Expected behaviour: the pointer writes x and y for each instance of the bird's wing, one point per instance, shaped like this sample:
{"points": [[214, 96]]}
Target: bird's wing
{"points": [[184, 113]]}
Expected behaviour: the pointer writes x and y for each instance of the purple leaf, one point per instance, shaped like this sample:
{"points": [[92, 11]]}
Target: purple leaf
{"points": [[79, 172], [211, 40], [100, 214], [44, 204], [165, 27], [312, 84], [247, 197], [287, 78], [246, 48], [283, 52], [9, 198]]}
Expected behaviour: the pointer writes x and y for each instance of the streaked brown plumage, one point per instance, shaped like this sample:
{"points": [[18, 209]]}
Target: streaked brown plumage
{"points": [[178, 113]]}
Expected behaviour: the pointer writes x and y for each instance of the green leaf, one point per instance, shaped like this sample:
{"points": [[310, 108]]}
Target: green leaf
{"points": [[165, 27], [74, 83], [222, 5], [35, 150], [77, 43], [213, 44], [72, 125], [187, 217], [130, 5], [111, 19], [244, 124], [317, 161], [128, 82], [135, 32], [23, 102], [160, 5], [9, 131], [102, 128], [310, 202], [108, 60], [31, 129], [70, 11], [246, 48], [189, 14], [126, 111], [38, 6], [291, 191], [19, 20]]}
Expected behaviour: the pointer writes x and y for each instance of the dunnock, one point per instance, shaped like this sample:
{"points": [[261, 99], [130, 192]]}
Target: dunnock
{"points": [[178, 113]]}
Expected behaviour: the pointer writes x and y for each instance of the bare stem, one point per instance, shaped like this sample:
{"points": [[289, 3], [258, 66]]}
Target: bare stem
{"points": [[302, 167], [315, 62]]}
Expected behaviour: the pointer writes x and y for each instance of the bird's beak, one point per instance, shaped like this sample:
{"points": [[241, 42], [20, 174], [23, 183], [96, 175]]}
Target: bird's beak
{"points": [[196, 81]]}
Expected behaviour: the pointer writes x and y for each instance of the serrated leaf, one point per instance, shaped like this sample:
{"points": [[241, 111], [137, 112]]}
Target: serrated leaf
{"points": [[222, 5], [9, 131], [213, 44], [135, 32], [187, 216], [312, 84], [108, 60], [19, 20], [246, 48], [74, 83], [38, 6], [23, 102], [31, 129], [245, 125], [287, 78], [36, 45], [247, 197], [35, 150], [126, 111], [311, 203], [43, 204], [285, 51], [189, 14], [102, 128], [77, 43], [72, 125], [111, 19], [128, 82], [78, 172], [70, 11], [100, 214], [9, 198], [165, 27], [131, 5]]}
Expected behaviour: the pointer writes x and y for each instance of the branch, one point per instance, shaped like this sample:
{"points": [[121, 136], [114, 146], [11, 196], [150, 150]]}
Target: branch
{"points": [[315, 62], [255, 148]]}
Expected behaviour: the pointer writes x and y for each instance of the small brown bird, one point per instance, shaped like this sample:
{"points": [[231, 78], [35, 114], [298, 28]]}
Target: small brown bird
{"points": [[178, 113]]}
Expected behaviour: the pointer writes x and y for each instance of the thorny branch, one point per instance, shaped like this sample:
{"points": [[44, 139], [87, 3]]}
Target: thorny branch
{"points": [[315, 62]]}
------------------------------
EXERCISE PROMPT: Restate each record exactly as written.

THE RESPONSE:
Expected behaviour: the pointer writes x and y for each instance of the bird's wing, one point per instance, shaped like this sample:
{"points": [[214, 96]]}
Target: bird's wing
{"points": [[184, 113]]}
Expected behaviour: the pointer writes x and y for each instance of the purple leaf, one point per instance, shaped like this sample:
{"points": [[92, 11]]}
Target: purple leaf
{"points": [[79, 172], [211, 40], [100, 214], [44, 204], [165, 27], [312, 84], [247, 197], [287, 78], [246, 48], [283, 52], [9, 198]]}
Expected behaviour: the pointer writes x and y for each instance of the streaked brown plumage, one point per instance, shaped like this sample:
{"points": [[18, 209]]}
Target: streaked brown plumage
{"points": [[178, 113]]}
Expected behaviour: the pointer writes x and y for each instance of the green leaf, one point per instance, shaped like this sample:
{"points": [[310, 108]]}
Target: green leaf
{"points": [[165, 27], [74, 83], [222, 5], [35, 150], [77, 43], [213, 44], [72, 125], [187, 217], [130, 5], [111, 19], [244, 124], [317, 161], [128, 82], [135, 32], [23, 102], [160, 5], [9, 131], [102, 128], [310, 202], [108, 60], [31, 129], [70, 11], [246, 48], [189, 14], [126, 111], [38, 6], [291, 191], [19, 20]]}
Expected behaviour: the pointer writes x and y for each instance of the dunnock, one point per instance, shaped like this sample:
{"points": [[261, 99], [130, 192]]}
Target: dunnock
{"points": [[178, 113]]}
Expected behaviour: the pointer writes x and y for each instance of the bare stem, one point per instance, shaped like this sample:
{"points": [[289, 3], [258, 66]]}
Target: bare stem
{"points": [[302, 167], [315, 62]]}
Expected behaviour: the pointer writes x and y for each instance of the bird's beak, one point per instance, shaped like this sample:
{"points": [[241, 42], [20, 174], [23, 183], [96, 175]]}
Target: bird's beak
{"points": [[196, 81]]}
Expected behaviour: the pointer writes x and y for each instance of the serrated leaf, one point per instance, shaped like this sample:
{"points": [[241, 111], [137, 112]]}
Target: serrated leaf
{"points": [[222, 5], [9, 131], [213, 44], [135, 32], [187, 216], [312, 84], [108, 60], [19, 20], [246, 48], [74, 83], [38, 6], [23, 102], [31, 129], [245, 125], [287, 78], [36, 45], [247, 197], [35, 150], [126, 111], [311, 203], [43, 204], [285, 51], [189, 14], [102, 128], [77, 43], [72, 125], [111, 19], [128, 82], [78, 172], [70, 11], [100, 214], [9, 198], [165, 27], [131, 5]]}
Expected behaviour: the pointer writes x and y for each instance of the branch, one point per instance, shaped like this sample:
{"points": [[121, 136], [114, 146], [11, 196], [150, 150]]}
Target: branch
{"points": [[315, 62], [255, 148]]}
Expected behaviour: the pointer writes x and y for each instance of the small brown bird, one point per instance, shaped like this sample:
{"points": [[231, 78], [35, 114], [298, 28]]}
Target: small brown bird
{"points": [[178, 113]]}
Expected behaviour: the pointer writes x and y for each instance of the thorny branch, one point per instance, shaped like this sample:
{"points": [[44, 139], [87, 3]]}
Target: thorny branch
{"points": [[315, 62]]}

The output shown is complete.